**Passage provided:**
In addition, perioperative indicators were recorded, including operation time, estimated blood loss, incision length, hospital stay, intraoperative and postoperative complications. Lumbar lordosis and slippage rate were measured by lumbar X-ray preoperatively and 24 months after surgery. Radiographic fusion in MIS-TLIF group was assessed at 24 months by CT. Bridwell grades I-II were defined as fusion; 2 blinded spine surgeons graded the images with adjudication of discrepancies.

Statistical Analysis

Data analysis was performed using SPSS 25.0 statistical software. Continuous variables were first examined for normality using the Shapiro–Wilk test and Q–Q plots. The normally distributed variables were presented as mean ± standard deviation and were compared between groups using independent-samples t-tests, whereas skewed variables (eg, symptom duration) were presented as median (interquartile range) and were compared using the Mann–Whitney U test. Categorical variables were presented as counts (percentages) and were compared using the χ² test.

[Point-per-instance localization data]
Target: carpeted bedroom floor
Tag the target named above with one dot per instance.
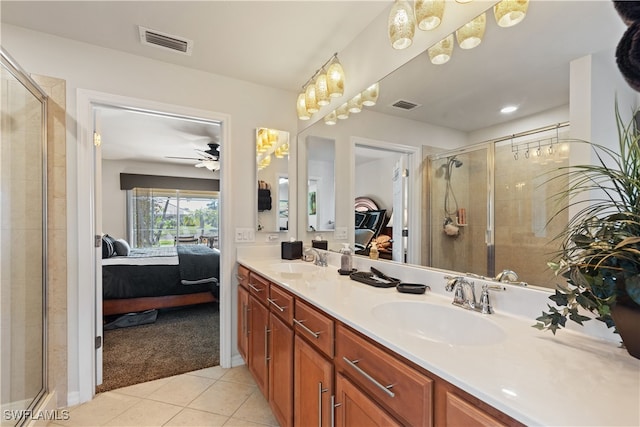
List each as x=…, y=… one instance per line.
x=181, y=340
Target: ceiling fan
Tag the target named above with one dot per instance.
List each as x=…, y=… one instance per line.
x=209, y=159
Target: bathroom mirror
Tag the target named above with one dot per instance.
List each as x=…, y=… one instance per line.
x=272, y=161
x=320, y=188
x=449, y=107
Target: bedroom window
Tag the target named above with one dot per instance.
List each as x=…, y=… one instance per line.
x=159, y=217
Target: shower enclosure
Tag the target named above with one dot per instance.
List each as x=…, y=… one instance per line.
x=23, y=248
x=491, y=206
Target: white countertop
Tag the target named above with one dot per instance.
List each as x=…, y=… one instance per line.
x=568, y=380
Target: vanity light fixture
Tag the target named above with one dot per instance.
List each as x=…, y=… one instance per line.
x=510, y=12
x=370, y=95
x=402, y=24
x=320, y=88
x=429, y=13
x=440, y=53
x=470, y=34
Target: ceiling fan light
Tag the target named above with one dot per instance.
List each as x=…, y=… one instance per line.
x=510, y=12
x=310, y=99
x=342, y=112
x=301, y=108
x=470, y=34
x=370, y=95
x=429, y=13
x=331, y=118
x=355, y=104
x=440, y=53
x=402, y=24
x=335, y=79
x=322, y=90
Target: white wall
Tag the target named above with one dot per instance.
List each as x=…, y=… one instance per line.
x=89, y=67
x=114, y=200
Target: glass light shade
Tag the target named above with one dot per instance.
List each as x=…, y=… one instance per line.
x=301, y=108
x=322, y=90
x=440, y=52
x=331, y=118
x=335, y=79
x=429, y=13
x=342, y=112
x=470, y=34
x=402, y=24
x=310, y=99
x=510, y=12
x=370, y=95
x=355, y=104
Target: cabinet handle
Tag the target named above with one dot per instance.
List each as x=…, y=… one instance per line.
x=320, y=391
x=273, y=302
x=316, y=335
x=266, y=345
x=255, y=288
x=369, y=377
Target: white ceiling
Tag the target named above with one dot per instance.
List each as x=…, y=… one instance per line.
x=527, y=65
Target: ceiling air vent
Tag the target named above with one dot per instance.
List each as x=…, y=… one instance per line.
x=166, y=41
x=405, y=105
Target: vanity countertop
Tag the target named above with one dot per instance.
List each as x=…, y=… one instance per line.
x=568, y=380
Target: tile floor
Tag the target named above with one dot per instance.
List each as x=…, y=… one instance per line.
x=208, y=397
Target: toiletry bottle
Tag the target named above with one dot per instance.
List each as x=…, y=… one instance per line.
x=345, y=258
x=373, y=252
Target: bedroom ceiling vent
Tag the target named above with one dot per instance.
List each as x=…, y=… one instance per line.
x=405, y=105
x=162, y=40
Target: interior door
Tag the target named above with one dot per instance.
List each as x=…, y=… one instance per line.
x=97, y=149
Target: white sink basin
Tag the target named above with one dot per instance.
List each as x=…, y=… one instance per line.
x=294, y=269
x=450, y=325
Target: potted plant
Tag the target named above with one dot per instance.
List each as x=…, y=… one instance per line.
x=599, y=254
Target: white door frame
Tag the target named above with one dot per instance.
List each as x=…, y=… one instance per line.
x=414, y=182
x=87, y=194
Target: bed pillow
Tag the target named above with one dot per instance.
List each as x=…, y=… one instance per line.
x=108, y=247
x=121, y=247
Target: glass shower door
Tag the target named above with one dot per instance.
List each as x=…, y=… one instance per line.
x=23, y=247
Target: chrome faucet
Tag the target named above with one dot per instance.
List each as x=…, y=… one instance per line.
x=319, y=259
x=464, y=294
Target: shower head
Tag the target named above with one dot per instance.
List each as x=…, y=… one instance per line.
x=457, y=163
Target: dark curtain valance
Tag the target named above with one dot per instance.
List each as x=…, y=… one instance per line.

**Assignment A:** According to the methods passage, which test was used to check continuous variables for normality?
**Assignment B:** Return the section of the methods passage from "In addition, perioperative" up to and including "adjudication of discrepancies.".
**Assignment C:** Decide whether each statement agrees with the methods passage, and quote the words that settle it: (i) Radiographic fusion in the MIS-TLIF group was assessed by CT at 12 months. (ii) Categorical variables were compared using the χ² test. (iii) Bridwell grades I-II were defined as fusion.
The items have no connection to the methods passage.

**Answer section A:** The Shapiro–Wilk test, along with Q–Q plots.

**Answer section B:**
In addition, perioperative indicators were recorded, including operation time, estimated blood loss, incision length, hospital stay, intraoperative and postoperative complications. Lumbar lordosis and slippage rate were measured by lumbar X-ray preoperatively and 24 months after surgery. Radiographic fusion in MIS-TLIF group was assessed at 24 months by CT. Bridwell grades I-II were defined as fusion; 2 blinded spine surgeons graded the images with adjudication of discrepancies.

**Answer section C:**
(i) No: "Radiographic fusion in MIS-TLIF group was assessed at 24 months by CT."
(ii) Yes: "Categorical variables were presented as counts (percentages) and were compared using the χ² test."
(iii) Yes: "Bridwell grades I-II were defined as fusion"